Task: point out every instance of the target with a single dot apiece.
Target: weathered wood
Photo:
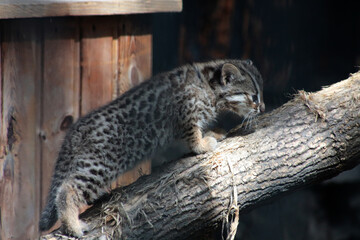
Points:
(47, 8)
(60, 91)
(310, 138)
(20, 159)
(97, 62)
(134, 66)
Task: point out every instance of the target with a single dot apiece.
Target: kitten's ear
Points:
(229, 72)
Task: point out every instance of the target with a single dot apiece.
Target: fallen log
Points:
(313, 137)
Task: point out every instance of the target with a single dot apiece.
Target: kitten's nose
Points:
(262, 107)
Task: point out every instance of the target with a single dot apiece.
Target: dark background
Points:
(295, 45)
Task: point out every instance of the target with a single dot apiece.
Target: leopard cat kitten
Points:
(176, 105)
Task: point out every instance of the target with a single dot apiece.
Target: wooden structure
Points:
(54, 70)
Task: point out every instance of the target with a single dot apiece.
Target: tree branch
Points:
(312, 137)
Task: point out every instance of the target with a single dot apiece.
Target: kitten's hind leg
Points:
(68, 202)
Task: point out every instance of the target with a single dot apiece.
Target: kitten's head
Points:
(238, 86)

(Work instruction): Return every entry word for word, leaving the pictures out.

(Written response):
Task: point out every instance of the target with a single dot apiece.
Target: weathered wood
Photo:
Points:
(47, 8)
(60, 91)
(310, 138)
(20, 159)
(97, 62)
(134, 66)
Task: point out every instance of the target with a single dot apiece.
Target: kitten's ear
Points:
(229, 72)
Task: point out every instance of the target with a single dot apiece.
Target: fallen log
Points:
(313, 137)
Task: point out every instance of the target with a single dot apiece.
Target: kitten's nose
Points:
(262, 107)
Task: point out every instance of the target with a single dot apiece.
Target: dark background
Points:
(295, 45)
Task: point out every instance of the target with a single dot apiece.
Target: leopard cat kitten
Points:
(176, 105)
Task: point out every instance of the target with a single dot apiece.
Target: wooden structure
Points:
(54, 70)
Task: point out every instance of the target with a single dot apiece.
Target: tree branch
Points:
(312, 137)
Task: point out every instance of the target with a single dot apiece.
Target: kitten's hind leg
Points:
(68, 202)
Task: point out every instance of the target with a single dot apiece.
Target: kitten's head
Points:
(238, 86)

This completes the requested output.